═════ Given information

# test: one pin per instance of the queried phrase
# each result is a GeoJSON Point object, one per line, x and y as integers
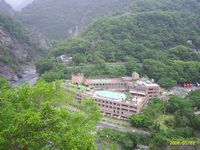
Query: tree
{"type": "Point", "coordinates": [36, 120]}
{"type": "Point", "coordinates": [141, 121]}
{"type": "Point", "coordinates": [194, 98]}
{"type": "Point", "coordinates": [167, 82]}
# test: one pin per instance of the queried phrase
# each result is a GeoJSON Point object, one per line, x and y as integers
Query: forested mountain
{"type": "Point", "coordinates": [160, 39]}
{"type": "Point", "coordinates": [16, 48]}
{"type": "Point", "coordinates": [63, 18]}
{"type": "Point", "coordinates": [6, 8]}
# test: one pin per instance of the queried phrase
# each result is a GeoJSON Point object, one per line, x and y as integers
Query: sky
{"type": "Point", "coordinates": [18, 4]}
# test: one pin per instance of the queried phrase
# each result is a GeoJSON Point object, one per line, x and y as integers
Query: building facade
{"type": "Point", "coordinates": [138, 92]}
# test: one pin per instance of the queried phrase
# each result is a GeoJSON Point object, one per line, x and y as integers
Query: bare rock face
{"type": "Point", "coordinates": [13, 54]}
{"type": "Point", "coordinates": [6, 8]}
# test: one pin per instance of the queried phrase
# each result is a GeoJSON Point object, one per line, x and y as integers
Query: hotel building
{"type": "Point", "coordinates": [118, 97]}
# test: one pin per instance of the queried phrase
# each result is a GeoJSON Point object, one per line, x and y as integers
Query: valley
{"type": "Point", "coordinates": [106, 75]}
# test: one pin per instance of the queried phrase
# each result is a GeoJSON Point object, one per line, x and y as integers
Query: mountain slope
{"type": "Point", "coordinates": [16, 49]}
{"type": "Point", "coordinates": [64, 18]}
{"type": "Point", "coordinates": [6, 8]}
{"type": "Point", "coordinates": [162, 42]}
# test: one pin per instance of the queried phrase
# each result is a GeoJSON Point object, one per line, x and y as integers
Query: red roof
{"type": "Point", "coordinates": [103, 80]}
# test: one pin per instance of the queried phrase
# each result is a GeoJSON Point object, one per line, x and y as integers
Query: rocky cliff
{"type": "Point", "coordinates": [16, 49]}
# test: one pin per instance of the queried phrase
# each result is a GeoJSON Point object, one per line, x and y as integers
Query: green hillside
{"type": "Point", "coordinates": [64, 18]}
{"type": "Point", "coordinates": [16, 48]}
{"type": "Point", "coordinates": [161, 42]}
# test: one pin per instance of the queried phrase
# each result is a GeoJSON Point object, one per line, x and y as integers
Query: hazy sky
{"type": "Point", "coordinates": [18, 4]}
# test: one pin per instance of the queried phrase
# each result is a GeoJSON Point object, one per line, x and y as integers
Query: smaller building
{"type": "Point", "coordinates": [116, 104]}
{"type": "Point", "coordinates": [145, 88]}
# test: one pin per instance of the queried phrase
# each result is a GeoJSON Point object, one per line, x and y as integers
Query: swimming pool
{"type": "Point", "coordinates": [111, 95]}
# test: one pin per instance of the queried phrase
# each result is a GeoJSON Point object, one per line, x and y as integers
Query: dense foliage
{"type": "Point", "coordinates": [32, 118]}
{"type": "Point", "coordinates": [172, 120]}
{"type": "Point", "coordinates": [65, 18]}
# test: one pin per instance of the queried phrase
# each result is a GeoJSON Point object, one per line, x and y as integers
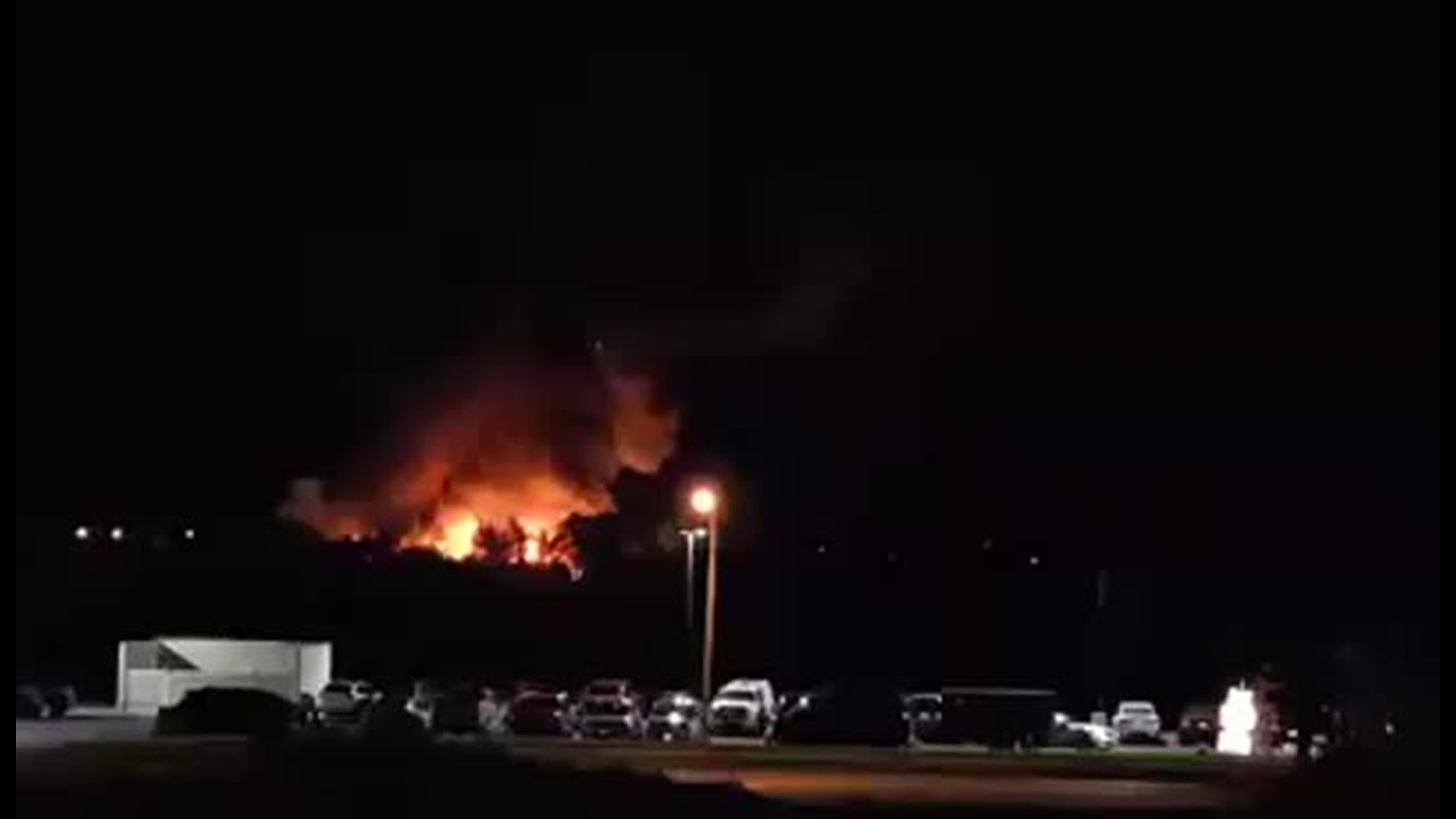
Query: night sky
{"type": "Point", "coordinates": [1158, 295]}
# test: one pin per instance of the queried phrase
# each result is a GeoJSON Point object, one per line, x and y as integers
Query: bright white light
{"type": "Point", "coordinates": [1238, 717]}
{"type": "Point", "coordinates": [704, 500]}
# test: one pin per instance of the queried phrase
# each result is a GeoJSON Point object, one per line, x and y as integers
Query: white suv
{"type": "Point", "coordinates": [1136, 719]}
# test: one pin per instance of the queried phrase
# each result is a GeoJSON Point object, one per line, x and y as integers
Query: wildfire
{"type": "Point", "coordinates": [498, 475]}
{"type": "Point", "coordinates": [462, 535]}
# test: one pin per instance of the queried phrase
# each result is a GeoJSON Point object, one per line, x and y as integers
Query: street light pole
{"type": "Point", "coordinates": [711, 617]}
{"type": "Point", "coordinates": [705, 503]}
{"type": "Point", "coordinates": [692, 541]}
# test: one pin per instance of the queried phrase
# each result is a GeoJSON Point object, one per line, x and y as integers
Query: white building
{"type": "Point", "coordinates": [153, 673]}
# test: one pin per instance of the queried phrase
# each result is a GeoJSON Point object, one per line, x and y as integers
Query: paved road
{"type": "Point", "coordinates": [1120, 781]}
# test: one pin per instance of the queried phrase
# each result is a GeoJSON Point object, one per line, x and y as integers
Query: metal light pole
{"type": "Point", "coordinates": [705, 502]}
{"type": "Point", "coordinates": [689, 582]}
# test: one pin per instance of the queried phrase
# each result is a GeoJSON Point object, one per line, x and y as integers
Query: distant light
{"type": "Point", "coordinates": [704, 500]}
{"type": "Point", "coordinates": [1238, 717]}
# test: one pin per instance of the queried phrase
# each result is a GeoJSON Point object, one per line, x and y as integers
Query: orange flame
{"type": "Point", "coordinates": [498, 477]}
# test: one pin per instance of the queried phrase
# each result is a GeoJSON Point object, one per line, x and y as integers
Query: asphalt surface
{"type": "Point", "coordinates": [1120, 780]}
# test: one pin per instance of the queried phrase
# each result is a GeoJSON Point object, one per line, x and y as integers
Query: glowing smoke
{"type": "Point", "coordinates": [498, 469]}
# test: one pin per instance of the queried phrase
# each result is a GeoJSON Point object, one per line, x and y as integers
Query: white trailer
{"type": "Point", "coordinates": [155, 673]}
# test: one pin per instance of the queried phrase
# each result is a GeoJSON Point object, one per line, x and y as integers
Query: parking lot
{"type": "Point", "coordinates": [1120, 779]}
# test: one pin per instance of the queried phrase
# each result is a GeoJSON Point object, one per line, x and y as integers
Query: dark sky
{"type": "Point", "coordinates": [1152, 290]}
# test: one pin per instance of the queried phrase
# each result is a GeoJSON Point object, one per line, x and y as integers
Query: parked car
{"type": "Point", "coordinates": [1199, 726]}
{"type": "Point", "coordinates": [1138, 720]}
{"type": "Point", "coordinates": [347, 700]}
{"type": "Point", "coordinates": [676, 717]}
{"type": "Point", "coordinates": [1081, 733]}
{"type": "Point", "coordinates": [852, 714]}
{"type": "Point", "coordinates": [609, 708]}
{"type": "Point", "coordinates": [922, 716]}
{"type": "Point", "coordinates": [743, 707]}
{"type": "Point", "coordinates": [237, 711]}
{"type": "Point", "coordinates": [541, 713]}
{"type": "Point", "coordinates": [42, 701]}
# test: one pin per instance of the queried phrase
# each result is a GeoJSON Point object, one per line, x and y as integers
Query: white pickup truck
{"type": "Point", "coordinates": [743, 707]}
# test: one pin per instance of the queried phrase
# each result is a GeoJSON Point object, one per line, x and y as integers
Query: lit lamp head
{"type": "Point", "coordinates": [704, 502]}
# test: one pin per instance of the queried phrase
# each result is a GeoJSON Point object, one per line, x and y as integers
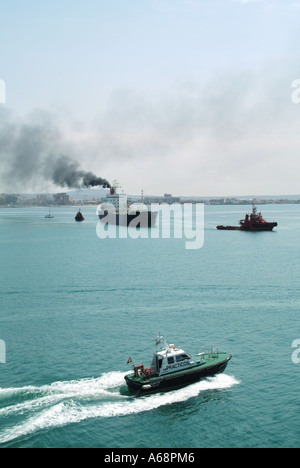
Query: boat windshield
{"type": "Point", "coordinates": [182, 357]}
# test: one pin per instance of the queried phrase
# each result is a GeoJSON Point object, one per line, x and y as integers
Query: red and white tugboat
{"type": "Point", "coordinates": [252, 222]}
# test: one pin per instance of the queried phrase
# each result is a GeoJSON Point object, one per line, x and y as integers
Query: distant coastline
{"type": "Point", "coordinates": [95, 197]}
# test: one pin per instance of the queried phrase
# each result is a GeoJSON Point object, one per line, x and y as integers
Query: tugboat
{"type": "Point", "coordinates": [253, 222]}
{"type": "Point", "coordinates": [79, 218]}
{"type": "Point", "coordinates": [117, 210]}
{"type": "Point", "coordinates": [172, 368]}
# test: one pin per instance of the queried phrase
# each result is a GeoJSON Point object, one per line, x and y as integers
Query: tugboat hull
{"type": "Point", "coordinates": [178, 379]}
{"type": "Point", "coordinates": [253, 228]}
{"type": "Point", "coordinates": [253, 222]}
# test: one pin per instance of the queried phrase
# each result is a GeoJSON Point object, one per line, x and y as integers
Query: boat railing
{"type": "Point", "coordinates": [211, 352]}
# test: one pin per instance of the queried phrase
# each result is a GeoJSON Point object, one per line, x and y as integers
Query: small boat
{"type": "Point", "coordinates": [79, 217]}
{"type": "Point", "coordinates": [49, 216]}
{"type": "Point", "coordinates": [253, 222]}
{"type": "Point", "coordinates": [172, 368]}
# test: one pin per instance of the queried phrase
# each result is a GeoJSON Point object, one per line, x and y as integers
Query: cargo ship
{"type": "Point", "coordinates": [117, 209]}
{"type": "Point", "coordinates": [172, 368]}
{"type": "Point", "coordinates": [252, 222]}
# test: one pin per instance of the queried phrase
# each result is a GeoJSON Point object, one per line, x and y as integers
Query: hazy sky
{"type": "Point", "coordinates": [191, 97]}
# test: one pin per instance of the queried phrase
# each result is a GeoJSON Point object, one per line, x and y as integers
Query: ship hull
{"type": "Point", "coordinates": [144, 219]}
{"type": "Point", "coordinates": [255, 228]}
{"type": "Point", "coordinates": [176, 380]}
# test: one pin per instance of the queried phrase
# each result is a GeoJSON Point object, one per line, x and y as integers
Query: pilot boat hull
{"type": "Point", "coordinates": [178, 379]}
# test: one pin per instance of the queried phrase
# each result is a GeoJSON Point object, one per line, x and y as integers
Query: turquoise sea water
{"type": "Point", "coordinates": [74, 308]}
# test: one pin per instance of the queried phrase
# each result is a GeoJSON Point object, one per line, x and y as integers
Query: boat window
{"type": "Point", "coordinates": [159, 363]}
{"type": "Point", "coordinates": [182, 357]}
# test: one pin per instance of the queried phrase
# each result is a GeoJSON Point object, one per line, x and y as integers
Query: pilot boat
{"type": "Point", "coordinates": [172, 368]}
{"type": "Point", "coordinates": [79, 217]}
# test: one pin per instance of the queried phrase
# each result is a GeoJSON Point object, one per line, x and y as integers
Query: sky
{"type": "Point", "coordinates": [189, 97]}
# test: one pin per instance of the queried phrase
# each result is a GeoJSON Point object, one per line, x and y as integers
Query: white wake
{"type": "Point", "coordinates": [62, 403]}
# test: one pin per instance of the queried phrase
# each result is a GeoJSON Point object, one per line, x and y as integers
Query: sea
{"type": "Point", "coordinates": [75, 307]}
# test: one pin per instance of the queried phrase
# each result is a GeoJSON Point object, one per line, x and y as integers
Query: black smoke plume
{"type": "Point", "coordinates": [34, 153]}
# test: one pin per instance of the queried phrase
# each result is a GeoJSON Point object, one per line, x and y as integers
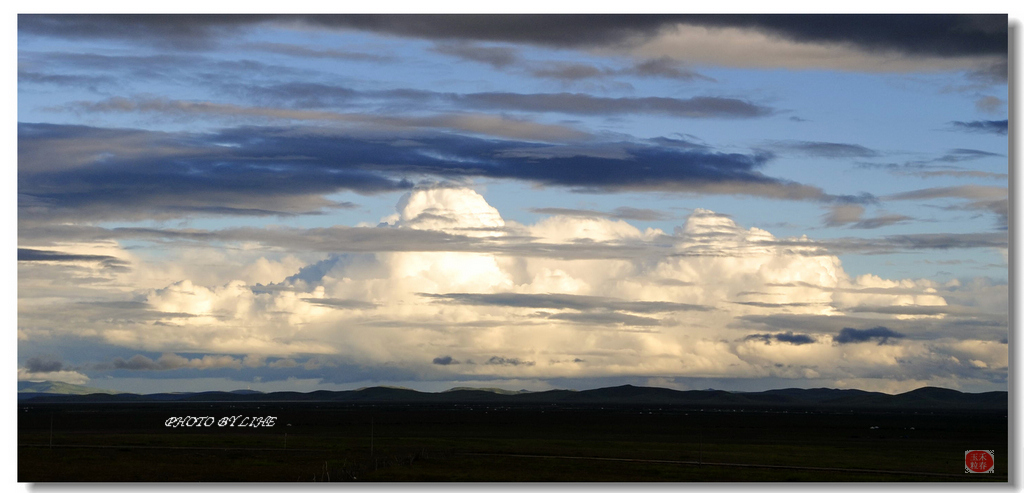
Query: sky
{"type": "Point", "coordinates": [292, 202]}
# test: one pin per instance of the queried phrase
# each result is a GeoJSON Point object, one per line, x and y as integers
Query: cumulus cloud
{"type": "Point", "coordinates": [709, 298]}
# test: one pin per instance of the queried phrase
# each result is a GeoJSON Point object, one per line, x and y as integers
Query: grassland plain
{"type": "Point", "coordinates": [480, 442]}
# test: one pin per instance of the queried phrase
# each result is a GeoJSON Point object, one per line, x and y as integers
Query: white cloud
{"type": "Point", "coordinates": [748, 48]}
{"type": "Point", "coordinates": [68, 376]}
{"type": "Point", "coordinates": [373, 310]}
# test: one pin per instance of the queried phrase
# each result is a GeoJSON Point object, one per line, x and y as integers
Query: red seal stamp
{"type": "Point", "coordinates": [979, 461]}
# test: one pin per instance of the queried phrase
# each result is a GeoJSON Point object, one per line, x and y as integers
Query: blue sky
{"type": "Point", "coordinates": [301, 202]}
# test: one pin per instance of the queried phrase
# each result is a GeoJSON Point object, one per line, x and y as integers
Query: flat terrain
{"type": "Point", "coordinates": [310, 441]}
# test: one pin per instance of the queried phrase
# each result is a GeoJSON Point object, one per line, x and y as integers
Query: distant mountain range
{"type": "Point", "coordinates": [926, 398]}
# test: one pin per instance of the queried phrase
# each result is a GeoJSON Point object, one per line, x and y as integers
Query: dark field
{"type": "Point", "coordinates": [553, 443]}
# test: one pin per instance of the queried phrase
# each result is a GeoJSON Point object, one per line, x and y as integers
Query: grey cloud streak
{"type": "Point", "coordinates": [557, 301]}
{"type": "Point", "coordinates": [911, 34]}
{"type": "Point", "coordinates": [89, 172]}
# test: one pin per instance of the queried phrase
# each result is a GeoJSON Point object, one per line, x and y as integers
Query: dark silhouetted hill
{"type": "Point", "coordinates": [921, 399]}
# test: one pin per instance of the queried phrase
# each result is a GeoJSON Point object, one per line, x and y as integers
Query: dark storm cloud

══════════

Action item => Repeat, exactly as they stand, the line that contains "Query: distant mountain range" and all the lines after it in the data above.

Reply to the task =>
Query: distant mountain range
{"type": "Point", "coordinates": [926, 398]}
# test: one pin per instance of the queried phrase
# each result is a GeoJSON Point object, one per line, x and y as integers
Query: dark field
{"type": "Point", "coordinates": [553, 443]}
# test: one pin per instance of the queried phrase
# each result is a GeoJSON Point object, one per line, x and y as integers
Query: grey cloud streak
{"type": "Point", "coordinates": [557, 301]}
{"type": "Point", "coordinates": [911, 34]}
{"type": "Point", "coordinates": [89, 172]}
# test: one pin per instance of the queried phrase
# each result is a GeoJSON Point object, one per line, x and y as integers
Query: dark silhouetted hill
{"type": "Point", "coordinates": [921, 399]}
# test: one pin per instance of the queried phrase
# each result is a GeoJSON Point object, one per line, x and y as integers
Query: dark storm cloud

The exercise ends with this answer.